* _D'APRÈS CES INFORMATIONS_
**A)** D'après l'article sur les infirmières bulgares, jusqu'à quelle date la Haute Cour de Tripoli a-t-elle reporté sa décision ?
**B)** Recopiez le passage de l'article sur les infirmières bulgares compris entre "Les cinq infirmières et" et "thèse aujourd'hui oubliée.", ces deux limites comprises.

* _PASSAGE EXTRAIT_

.....

Accusés d'avoir inoculé le sida à des enfants,
cinq infirmières bulgares et un médecin palestinien
ont vu leur pourvoi repoussé.
Par Christophe BOLTANSKI
mercredi 01 juin 2005
Tripoli envoyé spécial
Signe de son embarras, la Libye a choisi de prendre tout son
temps dans une affaire qui gâte ses retrouvailles avec
la communauté internationale. La Haute Cour de Tripoli
devait enfin se prononcer sur le pourvoi déposé
par les cinq infirmières bulgares et le médecin
palestinien condamnés à mort en mai 2004 pour
avoir «sciemment» inoculé le sida
à 400 enfants. Fin mars, sa décision, très
attendue, avait déjà été reportée.
Hier matin, son président, Ali el-Allous, a annoncé
qu'il se donnait un délai de réflexion supplémentaire
jusqu'au 15 novembre.
Déception.
A la sortie, les représentants de l'Europe, des Etats-Unis
et du Canada, qui remplissaient presque à eux seuls le
prétoire, ne cachaient pas leur déception. «Cela
signifie cinq mois d'agonie supplémentaire pour nos infirmières»,
s'est écrié l'ambassadeur de Bulgarie. Ce sursis
a également provoqué la colère des familles
des victimes, qui, massées derrière les grilles
du tribunal, criaient vengeance.
Les cinq infirmières et le médecin travaillaient
dans un hôpital pédiatrique de Benghazi. En février
1999, après la découverte d'une épidémie
de sida, ils ont été arrêtés et accusés
d'avoir transfusé du sang contaminé à leurs
jeunes patients. Ceux qui ont reconnu les faits pendant l'instruction
affirment que leurs aveux ont été arrachés
sous la torture. Au début, les autorités dénonçaient
un complot ourdi par «la CIA et le Mossad». Une
thèse aujourd'hui oubliée.
Sur les 400 enfants testés positifs, 51 sont déjà
décédés. Une enquête conduite à
la demande des autorités libyennes par le professeur
français Luc Montagnier, codécouvreur du virus,
et l'Italien Vittorio Colizzi, a conclu à une infection
«accidentelle» due à une mauvaise
hygiène. Mais les juges n'ont retenu qu'un rapport d'experts
libyens qui confirmait la culpabilité des prévenus.
Solution négociée.
La semaine dernière, la commissaire européenne
aux Relations extérieures et le président bulgare
sont venus plaider la cause des prisonniers auprès de
Kadhafi. Les autorités libyennes répètent
qu'elles ne peuvent «s'ingérer dans une décision
de justice», mais n'excluent pas une «solution
négociée» avec les familles des enfants.
Une somme équivalente à celle versées aux
victimes de Lockerbie a été évoquée.

.....

* _DONNÉES FOURNIES_
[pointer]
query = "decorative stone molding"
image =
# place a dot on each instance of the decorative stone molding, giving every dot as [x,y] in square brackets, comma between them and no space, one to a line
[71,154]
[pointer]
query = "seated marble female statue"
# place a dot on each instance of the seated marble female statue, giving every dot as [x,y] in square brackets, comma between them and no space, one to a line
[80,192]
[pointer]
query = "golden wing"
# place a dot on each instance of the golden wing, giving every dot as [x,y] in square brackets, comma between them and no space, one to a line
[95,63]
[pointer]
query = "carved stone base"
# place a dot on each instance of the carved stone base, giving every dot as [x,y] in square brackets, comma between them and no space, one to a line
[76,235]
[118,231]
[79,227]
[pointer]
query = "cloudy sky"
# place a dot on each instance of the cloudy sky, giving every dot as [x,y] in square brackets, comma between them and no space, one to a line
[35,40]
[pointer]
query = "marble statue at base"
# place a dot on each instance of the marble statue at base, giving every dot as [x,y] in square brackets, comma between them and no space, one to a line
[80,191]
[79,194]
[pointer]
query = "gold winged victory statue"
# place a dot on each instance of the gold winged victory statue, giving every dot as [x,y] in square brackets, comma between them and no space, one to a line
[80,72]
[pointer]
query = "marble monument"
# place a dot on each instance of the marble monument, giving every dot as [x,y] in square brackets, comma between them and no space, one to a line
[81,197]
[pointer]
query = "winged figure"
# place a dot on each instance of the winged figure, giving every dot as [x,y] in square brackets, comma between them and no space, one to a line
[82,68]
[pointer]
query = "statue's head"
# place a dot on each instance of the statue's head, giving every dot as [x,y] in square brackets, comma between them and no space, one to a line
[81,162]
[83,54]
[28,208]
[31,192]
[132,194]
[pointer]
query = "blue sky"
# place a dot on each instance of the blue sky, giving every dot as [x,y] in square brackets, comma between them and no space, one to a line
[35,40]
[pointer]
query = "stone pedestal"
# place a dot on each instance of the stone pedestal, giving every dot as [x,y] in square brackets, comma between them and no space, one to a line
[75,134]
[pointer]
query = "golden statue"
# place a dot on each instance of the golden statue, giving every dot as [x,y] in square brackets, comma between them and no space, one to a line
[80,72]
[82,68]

.....

* _RÉPONSES AUX CONSIGNES_
**A)** Jusqu'au 15 novembre.

**B)**
Les cinq infirmières et le médecin travaillaient
dans un hôpital pédiatrique de Benghazi. En février
1999, après la découverte d'une épidémie
de sida, ils ont été arrêtés et accusés
d'avoir transfusé du sang contaminé à leurs
jeunes patients. Ceux qui ont reconnu les faits pendant l'instruction
affirment que leurs aveux ont été arrachés
sous la torture. Au début, les autorités dénonçaient
un complot ourdi par «la CIA et le Mossad». Une
thèse aujourd'hui oubliée.